* Exercise:
What lines in the entries below contain the word "water"? Copy all of them.

* Record extracts:
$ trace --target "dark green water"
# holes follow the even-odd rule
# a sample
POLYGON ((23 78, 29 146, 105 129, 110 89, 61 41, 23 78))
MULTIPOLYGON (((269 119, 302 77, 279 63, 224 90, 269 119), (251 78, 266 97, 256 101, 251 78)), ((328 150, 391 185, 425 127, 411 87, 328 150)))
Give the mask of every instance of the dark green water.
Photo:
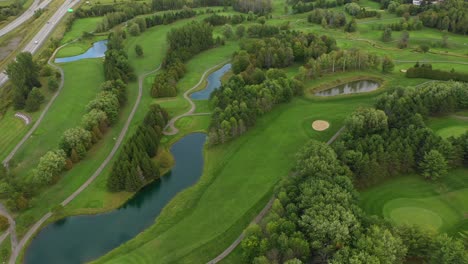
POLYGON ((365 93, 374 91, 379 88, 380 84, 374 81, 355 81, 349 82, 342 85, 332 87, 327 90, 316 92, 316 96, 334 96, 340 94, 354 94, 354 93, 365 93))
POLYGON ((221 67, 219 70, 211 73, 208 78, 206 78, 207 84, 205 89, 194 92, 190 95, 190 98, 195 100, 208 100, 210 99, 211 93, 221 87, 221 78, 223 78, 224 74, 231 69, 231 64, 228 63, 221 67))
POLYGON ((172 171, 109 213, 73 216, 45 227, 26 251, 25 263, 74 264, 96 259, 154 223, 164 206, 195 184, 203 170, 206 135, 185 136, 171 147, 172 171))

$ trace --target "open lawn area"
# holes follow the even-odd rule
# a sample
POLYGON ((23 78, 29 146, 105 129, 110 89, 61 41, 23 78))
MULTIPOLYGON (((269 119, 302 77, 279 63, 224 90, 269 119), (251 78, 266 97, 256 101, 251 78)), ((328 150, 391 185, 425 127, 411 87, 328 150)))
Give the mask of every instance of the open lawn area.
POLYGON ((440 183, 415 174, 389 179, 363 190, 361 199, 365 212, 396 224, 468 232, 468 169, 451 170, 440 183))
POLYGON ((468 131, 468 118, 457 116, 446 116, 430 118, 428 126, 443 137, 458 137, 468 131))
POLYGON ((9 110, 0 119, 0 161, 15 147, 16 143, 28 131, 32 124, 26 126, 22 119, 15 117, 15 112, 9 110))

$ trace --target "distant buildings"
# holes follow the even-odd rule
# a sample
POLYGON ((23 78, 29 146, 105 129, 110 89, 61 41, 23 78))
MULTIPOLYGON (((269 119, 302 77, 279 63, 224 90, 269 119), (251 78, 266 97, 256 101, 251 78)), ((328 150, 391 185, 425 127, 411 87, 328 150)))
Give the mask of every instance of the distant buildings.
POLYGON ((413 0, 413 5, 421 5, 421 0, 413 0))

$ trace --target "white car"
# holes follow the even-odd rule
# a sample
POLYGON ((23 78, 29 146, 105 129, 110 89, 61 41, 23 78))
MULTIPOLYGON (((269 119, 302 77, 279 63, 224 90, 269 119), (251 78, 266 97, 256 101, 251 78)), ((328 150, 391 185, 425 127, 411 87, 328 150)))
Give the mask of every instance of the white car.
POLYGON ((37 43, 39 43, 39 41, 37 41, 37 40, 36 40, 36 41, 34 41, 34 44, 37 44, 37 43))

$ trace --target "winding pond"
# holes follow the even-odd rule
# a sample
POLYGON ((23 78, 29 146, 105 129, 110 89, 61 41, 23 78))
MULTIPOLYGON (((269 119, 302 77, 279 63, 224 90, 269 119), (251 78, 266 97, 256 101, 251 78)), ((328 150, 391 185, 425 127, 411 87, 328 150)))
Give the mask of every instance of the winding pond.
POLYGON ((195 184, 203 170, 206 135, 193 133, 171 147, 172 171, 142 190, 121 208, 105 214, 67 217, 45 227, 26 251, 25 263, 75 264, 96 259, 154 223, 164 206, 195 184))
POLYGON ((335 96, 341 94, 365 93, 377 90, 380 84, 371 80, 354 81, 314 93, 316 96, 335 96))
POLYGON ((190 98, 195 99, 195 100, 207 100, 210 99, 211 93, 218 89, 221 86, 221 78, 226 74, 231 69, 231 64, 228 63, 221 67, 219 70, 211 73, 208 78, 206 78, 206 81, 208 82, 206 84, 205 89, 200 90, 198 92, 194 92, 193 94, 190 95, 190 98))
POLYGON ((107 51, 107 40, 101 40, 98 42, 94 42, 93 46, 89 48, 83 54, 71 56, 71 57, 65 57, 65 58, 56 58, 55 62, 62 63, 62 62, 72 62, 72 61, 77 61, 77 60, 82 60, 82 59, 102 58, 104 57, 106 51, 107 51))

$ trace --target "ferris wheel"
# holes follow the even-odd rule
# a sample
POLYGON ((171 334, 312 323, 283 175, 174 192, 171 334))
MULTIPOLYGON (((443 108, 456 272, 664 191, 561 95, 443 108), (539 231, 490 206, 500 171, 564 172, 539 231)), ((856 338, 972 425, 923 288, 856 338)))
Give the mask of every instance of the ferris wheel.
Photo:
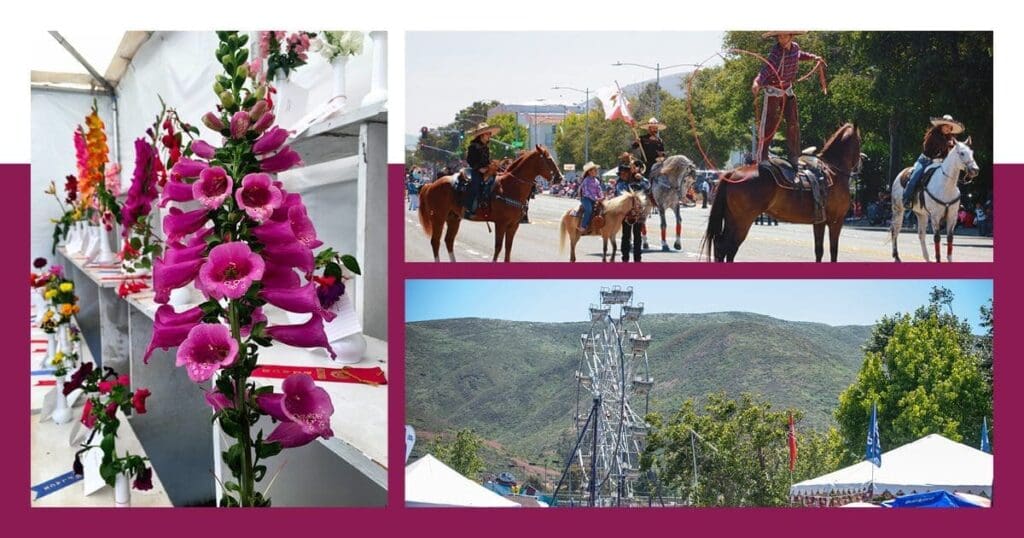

...

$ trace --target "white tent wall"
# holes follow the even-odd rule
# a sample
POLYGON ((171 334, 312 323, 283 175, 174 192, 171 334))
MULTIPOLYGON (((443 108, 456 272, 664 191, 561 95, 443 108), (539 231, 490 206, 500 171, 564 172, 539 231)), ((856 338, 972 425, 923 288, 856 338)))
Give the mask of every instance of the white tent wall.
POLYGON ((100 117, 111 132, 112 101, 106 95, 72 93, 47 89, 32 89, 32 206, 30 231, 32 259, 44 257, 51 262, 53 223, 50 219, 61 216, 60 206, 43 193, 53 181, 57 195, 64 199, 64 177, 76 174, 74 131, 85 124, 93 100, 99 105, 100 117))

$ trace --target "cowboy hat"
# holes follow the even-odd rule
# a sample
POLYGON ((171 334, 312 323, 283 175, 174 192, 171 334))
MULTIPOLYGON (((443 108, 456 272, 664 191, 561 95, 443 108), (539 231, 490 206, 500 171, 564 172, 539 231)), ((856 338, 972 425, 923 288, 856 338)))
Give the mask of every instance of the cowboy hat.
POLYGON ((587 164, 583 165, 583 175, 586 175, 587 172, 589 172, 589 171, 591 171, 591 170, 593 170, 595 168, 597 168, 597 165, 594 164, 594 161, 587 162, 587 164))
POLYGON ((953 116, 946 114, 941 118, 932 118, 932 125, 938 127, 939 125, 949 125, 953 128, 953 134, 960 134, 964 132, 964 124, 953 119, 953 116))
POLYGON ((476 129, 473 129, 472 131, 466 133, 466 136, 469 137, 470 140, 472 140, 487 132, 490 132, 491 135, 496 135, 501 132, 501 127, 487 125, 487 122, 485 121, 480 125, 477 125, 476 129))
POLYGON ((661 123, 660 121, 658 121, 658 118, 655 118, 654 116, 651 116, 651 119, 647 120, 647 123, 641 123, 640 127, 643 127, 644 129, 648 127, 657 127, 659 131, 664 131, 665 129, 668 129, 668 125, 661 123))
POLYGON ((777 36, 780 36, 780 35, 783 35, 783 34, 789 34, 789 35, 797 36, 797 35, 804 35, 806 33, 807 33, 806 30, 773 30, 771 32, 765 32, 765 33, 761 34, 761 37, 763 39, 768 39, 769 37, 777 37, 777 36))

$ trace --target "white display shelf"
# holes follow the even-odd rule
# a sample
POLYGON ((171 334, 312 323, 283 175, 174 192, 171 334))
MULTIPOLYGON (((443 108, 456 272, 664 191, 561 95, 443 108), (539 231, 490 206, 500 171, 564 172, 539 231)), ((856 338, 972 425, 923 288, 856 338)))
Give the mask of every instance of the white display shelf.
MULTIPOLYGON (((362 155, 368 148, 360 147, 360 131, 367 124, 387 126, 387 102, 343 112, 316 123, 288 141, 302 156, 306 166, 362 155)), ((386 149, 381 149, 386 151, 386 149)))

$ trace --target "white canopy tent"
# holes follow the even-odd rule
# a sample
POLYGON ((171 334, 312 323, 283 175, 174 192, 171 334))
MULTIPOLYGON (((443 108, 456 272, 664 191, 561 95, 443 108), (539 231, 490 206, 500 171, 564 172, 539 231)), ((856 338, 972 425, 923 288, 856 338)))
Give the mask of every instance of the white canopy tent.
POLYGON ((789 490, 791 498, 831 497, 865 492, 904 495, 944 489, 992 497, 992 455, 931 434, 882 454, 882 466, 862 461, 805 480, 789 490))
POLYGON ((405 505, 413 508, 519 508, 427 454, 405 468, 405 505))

* Exercise answer:
$ trace --target "dark green water"
Give the mask of every instance of the dark green water.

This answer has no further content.